* START DATA ROWS *

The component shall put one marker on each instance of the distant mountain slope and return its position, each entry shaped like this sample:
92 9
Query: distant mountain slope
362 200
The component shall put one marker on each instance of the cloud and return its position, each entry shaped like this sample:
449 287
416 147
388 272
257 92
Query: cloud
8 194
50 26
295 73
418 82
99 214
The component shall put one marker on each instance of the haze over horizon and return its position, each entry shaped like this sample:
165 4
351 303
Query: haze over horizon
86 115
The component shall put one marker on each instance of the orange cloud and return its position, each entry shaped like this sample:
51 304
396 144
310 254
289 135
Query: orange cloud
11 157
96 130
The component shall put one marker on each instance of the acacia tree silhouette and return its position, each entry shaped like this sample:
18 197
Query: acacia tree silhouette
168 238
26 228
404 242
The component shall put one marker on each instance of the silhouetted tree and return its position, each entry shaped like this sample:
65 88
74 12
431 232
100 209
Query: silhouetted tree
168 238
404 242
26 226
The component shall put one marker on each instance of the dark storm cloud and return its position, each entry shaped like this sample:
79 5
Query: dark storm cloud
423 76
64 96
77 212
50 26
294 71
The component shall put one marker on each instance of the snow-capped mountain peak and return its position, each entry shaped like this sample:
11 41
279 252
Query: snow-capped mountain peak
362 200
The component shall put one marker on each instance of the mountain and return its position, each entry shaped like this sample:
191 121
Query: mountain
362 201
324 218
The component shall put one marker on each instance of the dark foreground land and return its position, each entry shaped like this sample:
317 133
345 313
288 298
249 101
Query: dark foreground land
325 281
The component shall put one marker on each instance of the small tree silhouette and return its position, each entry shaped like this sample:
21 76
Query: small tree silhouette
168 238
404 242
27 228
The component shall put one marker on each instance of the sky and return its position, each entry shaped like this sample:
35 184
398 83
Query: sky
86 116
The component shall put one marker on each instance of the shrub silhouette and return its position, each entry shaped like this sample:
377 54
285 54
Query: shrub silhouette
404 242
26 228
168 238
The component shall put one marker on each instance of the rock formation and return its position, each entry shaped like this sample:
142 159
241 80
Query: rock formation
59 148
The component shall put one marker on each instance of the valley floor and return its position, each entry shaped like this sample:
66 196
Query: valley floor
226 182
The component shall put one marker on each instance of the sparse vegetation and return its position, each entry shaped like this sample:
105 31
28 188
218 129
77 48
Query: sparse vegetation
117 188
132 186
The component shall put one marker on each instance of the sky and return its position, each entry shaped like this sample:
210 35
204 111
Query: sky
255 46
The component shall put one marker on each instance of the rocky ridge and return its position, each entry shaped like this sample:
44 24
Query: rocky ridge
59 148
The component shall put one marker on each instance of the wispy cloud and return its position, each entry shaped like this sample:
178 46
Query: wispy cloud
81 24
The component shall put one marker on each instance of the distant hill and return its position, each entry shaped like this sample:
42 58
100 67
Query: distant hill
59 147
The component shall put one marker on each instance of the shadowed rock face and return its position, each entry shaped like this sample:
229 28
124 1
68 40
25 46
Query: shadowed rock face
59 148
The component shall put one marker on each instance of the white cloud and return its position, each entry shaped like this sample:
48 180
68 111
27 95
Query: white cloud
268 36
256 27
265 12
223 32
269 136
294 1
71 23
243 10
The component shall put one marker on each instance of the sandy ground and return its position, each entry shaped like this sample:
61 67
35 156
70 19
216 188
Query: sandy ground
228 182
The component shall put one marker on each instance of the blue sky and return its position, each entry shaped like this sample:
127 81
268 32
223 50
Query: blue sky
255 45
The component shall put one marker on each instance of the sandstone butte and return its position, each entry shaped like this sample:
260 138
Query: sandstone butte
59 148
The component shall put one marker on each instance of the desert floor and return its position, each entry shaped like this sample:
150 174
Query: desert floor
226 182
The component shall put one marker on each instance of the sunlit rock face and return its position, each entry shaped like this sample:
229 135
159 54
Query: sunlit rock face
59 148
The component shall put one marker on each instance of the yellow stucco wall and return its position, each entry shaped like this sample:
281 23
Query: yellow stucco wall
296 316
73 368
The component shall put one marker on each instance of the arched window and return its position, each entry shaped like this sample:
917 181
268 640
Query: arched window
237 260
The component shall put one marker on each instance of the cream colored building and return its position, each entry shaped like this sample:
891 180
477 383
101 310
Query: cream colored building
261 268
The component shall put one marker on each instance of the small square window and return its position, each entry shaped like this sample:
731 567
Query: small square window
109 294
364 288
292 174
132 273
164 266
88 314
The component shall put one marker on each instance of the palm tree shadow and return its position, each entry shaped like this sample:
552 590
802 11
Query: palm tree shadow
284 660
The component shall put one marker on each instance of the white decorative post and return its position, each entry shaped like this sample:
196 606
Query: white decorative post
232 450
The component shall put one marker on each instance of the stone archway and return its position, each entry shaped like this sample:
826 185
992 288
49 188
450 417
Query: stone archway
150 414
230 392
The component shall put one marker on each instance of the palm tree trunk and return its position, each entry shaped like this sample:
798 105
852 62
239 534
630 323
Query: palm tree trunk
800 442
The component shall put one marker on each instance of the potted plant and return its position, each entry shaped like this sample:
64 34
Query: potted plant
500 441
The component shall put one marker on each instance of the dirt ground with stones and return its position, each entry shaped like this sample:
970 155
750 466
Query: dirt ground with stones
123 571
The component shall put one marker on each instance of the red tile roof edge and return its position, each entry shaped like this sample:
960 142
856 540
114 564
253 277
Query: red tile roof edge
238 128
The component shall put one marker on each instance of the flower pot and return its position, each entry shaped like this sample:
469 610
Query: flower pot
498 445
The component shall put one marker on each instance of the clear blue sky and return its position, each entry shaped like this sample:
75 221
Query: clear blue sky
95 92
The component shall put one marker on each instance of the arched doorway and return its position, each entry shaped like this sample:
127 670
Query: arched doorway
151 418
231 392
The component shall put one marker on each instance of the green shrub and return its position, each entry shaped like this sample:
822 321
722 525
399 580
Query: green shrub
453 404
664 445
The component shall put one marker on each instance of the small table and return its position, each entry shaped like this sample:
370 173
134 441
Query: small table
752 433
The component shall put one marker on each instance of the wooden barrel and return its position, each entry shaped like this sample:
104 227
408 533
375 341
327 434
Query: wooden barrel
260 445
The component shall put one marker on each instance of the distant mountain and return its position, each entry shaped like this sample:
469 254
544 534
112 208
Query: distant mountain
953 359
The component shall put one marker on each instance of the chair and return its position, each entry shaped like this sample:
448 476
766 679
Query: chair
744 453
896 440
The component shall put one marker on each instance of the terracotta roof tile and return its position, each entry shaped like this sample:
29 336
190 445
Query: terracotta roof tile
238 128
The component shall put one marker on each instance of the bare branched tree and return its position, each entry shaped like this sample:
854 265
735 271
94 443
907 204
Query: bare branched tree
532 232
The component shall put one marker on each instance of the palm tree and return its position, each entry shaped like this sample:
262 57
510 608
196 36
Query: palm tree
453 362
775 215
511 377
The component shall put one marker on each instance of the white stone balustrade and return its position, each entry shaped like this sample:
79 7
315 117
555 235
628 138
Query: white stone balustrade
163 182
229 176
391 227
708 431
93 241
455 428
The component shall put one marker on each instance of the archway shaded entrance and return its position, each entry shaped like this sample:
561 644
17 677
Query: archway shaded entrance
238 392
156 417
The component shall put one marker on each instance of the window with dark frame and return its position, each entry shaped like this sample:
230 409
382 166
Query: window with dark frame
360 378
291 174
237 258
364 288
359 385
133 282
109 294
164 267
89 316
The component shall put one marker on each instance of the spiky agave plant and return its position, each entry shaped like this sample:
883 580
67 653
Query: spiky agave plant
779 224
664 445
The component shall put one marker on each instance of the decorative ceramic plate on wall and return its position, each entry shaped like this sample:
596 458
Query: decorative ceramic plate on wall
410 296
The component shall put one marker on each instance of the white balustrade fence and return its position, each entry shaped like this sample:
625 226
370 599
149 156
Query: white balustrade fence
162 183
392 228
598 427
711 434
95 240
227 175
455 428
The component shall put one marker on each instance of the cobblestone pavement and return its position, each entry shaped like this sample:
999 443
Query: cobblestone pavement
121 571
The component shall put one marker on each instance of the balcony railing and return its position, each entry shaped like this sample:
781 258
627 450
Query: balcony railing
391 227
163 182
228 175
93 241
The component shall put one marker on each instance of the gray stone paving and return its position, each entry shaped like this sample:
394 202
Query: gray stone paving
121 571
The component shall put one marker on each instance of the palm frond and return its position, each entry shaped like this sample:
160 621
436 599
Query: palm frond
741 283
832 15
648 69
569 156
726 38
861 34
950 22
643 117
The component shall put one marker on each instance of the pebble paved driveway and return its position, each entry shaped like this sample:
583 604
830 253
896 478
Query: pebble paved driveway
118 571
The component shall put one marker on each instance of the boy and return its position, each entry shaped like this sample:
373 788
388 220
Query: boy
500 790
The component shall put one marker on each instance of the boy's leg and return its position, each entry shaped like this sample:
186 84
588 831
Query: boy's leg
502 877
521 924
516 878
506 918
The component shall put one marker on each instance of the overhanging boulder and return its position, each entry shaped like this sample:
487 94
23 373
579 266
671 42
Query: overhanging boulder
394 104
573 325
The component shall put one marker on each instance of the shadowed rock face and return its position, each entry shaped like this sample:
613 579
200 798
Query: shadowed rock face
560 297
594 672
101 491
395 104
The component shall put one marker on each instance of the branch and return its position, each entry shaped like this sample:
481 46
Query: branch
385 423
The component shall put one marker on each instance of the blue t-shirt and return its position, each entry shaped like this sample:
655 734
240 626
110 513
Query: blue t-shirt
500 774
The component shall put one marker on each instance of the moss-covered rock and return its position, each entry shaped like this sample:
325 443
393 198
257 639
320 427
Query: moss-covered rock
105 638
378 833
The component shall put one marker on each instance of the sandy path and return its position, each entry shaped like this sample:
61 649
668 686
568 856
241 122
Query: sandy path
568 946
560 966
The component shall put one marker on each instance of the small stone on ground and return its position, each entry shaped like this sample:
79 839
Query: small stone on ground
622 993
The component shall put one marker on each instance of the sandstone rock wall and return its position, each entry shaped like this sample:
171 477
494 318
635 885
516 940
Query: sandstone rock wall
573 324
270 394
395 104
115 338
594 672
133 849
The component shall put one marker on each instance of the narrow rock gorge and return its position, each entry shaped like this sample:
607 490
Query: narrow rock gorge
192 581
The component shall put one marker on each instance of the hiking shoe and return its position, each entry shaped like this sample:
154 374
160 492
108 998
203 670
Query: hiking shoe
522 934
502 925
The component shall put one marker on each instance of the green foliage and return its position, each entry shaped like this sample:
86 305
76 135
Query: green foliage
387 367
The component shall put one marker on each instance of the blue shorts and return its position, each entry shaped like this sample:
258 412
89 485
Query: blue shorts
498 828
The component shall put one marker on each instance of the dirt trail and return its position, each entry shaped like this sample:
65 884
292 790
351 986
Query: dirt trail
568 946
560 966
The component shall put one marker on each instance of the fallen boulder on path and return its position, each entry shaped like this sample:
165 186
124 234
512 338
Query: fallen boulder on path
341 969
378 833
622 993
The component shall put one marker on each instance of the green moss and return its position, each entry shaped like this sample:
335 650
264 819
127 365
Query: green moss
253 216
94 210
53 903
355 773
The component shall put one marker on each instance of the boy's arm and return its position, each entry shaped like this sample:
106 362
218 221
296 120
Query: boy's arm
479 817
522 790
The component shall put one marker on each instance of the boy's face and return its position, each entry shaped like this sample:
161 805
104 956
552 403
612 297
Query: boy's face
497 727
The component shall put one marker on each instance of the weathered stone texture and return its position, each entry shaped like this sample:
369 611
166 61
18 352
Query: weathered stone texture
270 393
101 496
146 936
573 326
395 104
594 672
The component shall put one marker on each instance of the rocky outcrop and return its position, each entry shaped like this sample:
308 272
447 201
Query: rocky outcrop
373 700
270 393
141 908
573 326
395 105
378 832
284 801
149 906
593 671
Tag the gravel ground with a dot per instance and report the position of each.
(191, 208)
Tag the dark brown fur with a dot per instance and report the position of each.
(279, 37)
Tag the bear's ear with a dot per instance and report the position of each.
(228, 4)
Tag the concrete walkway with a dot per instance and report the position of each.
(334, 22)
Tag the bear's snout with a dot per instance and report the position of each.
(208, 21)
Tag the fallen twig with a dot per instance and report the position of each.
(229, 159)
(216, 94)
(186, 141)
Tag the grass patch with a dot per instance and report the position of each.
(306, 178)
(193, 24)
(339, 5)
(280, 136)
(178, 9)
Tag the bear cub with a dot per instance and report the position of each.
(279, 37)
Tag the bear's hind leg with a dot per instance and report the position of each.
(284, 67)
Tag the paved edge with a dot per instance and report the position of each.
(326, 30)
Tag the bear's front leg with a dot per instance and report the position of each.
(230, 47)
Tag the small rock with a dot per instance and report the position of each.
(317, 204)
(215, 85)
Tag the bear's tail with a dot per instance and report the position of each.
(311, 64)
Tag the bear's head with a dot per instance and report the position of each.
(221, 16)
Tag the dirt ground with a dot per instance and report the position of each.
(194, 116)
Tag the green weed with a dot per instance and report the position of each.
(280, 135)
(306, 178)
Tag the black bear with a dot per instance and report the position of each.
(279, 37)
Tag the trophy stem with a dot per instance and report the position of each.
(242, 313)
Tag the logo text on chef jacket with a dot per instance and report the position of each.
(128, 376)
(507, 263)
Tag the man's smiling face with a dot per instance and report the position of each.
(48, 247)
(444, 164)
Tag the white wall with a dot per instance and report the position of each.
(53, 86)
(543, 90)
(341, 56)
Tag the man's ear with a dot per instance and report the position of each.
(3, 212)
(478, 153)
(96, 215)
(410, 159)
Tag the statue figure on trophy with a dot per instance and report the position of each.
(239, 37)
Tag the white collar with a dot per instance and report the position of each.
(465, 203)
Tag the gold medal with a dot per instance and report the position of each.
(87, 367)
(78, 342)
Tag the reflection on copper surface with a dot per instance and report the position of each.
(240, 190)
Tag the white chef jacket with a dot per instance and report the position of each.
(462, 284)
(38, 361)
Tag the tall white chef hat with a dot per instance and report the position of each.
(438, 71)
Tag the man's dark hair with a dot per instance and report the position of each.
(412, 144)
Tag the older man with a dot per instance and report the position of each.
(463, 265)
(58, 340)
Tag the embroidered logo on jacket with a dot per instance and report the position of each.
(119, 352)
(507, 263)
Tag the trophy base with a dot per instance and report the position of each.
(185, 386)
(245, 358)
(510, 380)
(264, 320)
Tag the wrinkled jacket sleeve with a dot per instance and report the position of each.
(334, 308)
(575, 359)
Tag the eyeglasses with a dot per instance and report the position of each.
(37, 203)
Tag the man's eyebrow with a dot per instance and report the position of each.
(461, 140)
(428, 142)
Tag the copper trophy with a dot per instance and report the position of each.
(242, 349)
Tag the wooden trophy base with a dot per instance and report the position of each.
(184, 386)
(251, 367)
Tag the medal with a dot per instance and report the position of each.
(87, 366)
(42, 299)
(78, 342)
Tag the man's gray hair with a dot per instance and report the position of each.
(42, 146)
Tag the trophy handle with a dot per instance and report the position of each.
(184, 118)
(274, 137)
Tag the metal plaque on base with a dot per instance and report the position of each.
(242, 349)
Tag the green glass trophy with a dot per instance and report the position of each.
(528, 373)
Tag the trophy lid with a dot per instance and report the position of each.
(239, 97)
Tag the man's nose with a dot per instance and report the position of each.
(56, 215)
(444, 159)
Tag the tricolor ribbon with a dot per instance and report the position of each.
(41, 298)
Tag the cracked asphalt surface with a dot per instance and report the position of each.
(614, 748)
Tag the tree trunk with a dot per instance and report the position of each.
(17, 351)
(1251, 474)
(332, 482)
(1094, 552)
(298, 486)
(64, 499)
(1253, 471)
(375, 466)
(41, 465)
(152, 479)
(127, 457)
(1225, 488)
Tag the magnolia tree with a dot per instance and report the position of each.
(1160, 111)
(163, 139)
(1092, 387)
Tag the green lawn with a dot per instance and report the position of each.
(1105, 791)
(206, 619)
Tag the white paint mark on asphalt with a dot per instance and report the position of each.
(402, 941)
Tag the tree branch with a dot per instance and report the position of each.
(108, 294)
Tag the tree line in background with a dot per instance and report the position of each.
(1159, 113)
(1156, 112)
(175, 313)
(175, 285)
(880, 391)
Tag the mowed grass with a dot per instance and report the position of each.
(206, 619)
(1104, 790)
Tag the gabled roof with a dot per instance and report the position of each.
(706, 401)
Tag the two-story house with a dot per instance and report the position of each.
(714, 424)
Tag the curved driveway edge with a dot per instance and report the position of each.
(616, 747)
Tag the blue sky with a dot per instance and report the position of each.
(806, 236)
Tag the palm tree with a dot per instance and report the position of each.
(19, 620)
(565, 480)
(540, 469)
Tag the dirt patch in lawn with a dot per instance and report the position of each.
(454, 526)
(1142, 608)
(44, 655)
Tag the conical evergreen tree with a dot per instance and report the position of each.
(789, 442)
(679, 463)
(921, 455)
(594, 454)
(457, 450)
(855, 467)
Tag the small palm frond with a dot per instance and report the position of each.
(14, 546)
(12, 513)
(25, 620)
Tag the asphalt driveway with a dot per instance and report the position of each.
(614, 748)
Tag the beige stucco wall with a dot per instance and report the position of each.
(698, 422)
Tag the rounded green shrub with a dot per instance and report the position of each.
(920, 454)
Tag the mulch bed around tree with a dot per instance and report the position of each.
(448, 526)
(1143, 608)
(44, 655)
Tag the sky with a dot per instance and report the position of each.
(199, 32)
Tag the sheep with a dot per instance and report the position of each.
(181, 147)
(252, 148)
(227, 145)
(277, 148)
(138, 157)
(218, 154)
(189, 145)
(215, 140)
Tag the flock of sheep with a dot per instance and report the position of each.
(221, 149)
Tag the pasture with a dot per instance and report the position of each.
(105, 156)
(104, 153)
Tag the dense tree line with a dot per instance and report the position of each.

* END DATA ROWS *

- WRITTEN TASK
Copy out exactly the lines between the line with "Tag the sky" and the last line of the entries, counting both of those lines.

- RESULT OF THIS TASK
Tag the sky with a dot per instance and report the position of each.
(199, 32)
Tag the sheep with a dot per instance and report the position of each.
(181, 147)
(252, 148)
(227, 145)
(277, 148)
(138, 157)
(218, 154)
(189, 145)
(215, 140)
Tag the flock of sheep with a dot per instance and report the position of each.
(221, 149)
Tag the pasture with a dot per instance and report the position of each.
(105, 156)
(104, 153)
Tag the dense tree line with a dot per instance and report the position of each.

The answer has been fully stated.